- Opening Delimiter -

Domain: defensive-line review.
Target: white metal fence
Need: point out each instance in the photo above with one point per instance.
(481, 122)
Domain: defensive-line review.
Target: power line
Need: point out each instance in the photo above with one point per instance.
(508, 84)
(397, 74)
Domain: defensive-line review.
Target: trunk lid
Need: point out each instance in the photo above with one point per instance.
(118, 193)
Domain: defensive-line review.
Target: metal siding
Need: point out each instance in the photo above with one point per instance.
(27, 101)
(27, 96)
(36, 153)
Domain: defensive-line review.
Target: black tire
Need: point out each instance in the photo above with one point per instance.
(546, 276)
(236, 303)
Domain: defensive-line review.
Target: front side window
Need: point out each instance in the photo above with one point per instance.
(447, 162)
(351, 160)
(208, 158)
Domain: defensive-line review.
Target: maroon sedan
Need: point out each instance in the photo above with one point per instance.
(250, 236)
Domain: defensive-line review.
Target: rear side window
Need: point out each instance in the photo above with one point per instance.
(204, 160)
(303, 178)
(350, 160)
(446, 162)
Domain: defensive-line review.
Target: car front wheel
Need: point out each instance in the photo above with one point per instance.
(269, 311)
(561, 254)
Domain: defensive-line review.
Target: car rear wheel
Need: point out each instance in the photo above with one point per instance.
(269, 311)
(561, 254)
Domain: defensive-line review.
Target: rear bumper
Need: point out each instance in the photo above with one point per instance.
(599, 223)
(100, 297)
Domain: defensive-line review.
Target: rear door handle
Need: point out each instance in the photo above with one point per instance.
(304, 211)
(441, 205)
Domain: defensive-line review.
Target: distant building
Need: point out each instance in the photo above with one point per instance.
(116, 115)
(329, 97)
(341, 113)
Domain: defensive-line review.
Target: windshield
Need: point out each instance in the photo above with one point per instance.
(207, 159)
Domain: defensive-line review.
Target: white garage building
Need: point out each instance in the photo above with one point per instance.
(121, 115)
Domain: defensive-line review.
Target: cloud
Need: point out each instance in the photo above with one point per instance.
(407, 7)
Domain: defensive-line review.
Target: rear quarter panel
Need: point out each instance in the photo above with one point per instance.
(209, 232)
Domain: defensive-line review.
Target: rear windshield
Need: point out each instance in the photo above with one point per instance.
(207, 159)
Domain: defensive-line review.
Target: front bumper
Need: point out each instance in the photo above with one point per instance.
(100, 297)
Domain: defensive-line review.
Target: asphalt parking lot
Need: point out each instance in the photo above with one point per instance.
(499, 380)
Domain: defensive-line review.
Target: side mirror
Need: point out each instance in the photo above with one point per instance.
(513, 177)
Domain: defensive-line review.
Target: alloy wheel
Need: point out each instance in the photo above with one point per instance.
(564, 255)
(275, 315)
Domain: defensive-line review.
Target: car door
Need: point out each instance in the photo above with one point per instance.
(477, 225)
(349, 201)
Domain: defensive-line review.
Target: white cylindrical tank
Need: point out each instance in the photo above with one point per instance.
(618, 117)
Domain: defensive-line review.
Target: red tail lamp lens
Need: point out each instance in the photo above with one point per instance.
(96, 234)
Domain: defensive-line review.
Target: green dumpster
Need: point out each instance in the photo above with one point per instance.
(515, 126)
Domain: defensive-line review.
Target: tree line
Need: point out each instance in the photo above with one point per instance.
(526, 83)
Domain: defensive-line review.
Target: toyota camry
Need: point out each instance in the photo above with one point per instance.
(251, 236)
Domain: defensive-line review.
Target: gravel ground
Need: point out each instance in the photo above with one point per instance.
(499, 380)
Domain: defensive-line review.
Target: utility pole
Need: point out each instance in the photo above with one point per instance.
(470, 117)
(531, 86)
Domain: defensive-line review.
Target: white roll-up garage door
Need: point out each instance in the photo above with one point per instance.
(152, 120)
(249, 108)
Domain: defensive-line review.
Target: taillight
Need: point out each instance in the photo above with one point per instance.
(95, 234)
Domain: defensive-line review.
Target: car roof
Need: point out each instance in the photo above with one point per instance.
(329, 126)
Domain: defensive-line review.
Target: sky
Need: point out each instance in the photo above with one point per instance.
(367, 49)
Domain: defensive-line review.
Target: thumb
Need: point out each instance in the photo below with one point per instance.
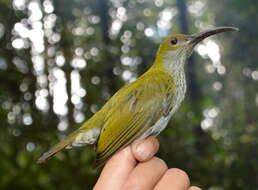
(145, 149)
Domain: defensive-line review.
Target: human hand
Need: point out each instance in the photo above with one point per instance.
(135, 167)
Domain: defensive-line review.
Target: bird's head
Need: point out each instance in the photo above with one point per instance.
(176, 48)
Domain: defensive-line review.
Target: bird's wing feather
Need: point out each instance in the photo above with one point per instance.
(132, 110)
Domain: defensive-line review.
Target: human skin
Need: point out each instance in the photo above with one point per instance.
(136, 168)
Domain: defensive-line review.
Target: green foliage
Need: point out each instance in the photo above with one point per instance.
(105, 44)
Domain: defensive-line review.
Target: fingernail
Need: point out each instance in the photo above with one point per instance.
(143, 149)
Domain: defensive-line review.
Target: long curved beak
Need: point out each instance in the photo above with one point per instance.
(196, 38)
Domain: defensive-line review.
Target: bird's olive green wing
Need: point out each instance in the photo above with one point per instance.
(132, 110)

- Closing Delimiter -
- Opening Delimiter -

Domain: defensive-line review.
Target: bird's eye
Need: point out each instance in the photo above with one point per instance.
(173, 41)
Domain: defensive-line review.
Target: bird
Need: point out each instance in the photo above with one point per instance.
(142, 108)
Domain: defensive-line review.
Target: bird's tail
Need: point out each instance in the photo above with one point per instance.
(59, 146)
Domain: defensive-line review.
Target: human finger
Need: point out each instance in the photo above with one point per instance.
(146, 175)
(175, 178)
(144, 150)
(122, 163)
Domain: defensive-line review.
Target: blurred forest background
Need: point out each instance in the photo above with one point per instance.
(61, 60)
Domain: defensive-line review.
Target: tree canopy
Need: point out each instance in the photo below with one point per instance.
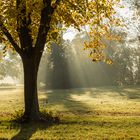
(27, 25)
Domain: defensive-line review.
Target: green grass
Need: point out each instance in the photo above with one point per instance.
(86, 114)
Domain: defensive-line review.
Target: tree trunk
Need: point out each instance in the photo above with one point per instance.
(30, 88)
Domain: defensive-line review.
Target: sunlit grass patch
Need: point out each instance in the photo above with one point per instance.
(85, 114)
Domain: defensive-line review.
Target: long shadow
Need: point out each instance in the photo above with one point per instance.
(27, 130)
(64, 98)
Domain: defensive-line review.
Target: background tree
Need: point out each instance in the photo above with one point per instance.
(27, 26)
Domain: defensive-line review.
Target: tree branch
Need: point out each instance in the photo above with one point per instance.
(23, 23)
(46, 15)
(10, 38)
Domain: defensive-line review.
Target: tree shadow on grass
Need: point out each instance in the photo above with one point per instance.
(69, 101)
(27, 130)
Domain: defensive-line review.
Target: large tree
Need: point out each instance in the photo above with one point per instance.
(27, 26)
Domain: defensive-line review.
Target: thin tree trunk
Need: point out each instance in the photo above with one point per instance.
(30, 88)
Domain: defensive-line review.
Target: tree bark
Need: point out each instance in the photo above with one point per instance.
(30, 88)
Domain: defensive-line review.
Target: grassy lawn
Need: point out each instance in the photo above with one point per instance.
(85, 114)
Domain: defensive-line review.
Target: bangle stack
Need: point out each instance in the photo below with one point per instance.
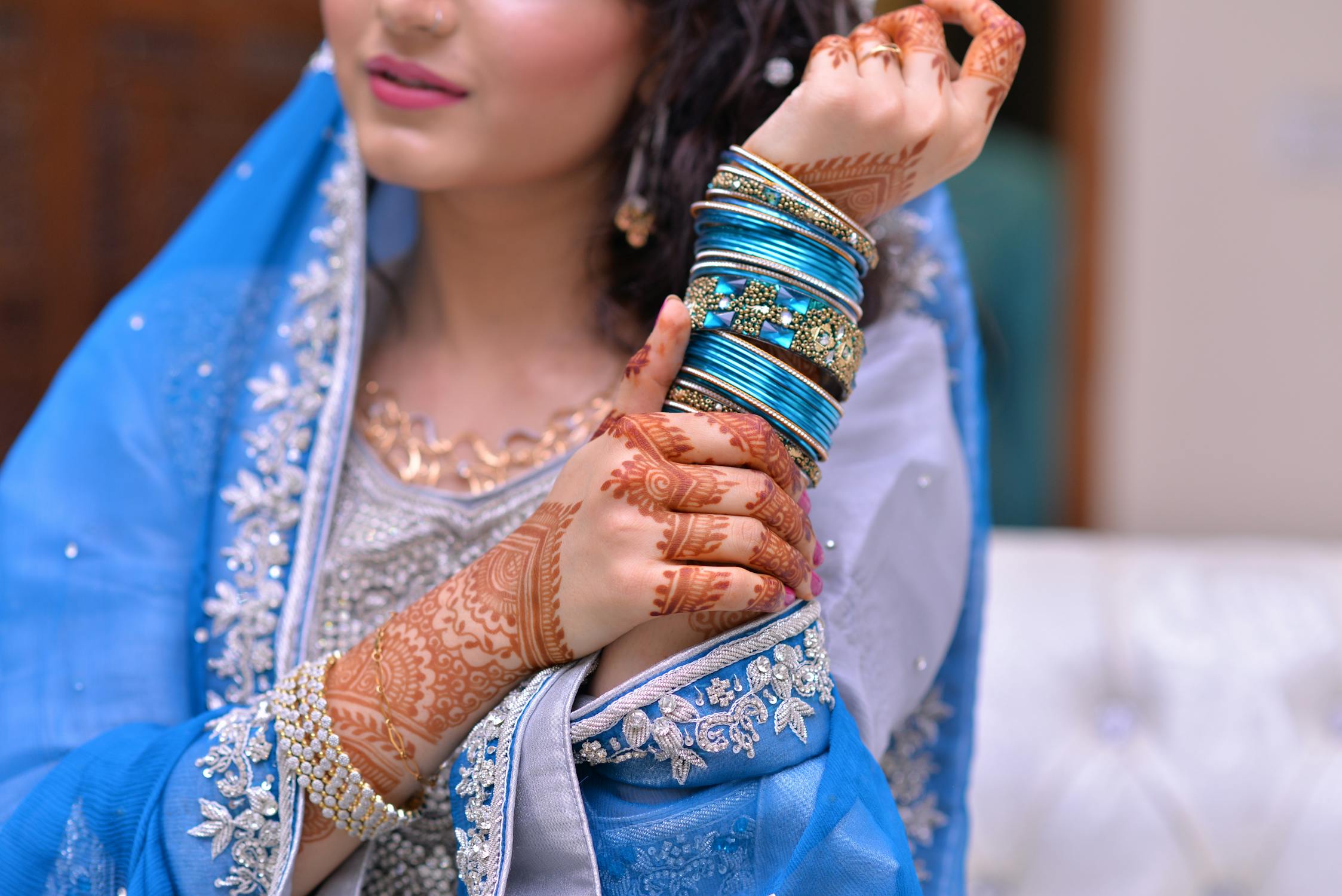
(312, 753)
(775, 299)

- Closing Delimiter -
- Opening Delimiter -

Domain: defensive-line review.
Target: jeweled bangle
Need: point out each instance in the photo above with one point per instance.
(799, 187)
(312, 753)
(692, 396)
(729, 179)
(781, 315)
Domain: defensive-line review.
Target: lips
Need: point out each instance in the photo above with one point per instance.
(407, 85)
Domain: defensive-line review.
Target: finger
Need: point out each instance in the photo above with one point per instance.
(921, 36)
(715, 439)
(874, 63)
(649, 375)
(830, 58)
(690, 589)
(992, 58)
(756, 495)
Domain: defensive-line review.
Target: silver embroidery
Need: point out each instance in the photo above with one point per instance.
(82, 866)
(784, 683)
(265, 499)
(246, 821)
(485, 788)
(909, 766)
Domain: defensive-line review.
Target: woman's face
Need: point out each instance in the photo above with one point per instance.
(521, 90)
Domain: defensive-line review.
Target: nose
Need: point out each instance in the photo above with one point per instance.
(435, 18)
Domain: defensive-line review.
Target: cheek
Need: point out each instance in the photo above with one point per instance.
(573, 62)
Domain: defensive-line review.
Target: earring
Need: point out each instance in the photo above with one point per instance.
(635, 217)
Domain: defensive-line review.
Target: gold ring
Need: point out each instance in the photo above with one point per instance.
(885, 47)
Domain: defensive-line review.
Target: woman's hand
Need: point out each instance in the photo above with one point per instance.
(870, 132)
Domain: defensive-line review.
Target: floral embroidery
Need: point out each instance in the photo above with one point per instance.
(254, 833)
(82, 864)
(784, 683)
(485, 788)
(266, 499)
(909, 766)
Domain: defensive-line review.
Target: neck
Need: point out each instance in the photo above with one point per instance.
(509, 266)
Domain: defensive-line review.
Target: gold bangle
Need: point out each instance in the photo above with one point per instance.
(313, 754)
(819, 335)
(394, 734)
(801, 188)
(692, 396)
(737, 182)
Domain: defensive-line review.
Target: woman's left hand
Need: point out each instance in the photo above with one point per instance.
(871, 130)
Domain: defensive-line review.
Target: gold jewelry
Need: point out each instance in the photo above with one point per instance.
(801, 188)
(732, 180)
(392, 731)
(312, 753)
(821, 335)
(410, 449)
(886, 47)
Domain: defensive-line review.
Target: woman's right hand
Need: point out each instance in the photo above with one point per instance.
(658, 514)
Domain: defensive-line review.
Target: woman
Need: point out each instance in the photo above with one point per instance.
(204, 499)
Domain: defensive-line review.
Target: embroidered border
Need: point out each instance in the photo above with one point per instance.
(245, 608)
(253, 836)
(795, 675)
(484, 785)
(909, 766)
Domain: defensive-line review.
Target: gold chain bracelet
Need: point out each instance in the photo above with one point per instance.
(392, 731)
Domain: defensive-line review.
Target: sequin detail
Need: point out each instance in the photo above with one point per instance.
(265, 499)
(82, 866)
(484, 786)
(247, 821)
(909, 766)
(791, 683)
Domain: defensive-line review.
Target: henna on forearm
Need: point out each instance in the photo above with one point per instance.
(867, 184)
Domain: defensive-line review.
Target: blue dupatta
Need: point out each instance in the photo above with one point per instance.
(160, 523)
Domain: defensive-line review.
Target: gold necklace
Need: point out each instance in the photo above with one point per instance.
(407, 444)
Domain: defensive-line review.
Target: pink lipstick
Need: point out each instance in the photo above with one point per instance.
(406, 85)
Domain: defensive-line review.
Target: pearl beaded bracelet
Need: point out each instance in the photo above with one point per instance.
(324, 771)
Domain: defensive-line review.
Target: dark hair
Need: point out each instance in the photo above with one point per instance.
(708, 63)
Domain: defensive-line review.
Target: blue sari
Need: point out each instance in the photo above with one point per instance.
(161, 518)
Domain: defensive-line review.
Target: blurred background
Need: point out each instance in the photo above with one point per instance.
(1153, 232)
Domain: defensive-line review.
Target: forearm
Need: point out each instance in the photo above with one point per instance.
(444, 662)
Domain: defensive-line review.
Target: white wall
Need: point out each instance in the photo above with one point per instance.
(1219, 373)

- Closing Delimiter -

Looking at the records above, return exactly the lines from the line with "Target: car rear wheel" to the line with "Target: distant building", both ends included.

- _The answer_:
Target: car rear wheel
Need: point out each instance in the photo above with one point per instance.
(269, 311)
(561, 254)
Domain: defensive-line review.
Target: rear bumper
Need: point out each instance in the photo above with one point per instance.
(599, 223)
(100, 297)
Domain: defensive-line review.
Target: rear door handle
Need: point out each instance in the photo above with one point per instance.
(304, 211)
(441, 205)
Domain: defensive-line review.
Target: distant building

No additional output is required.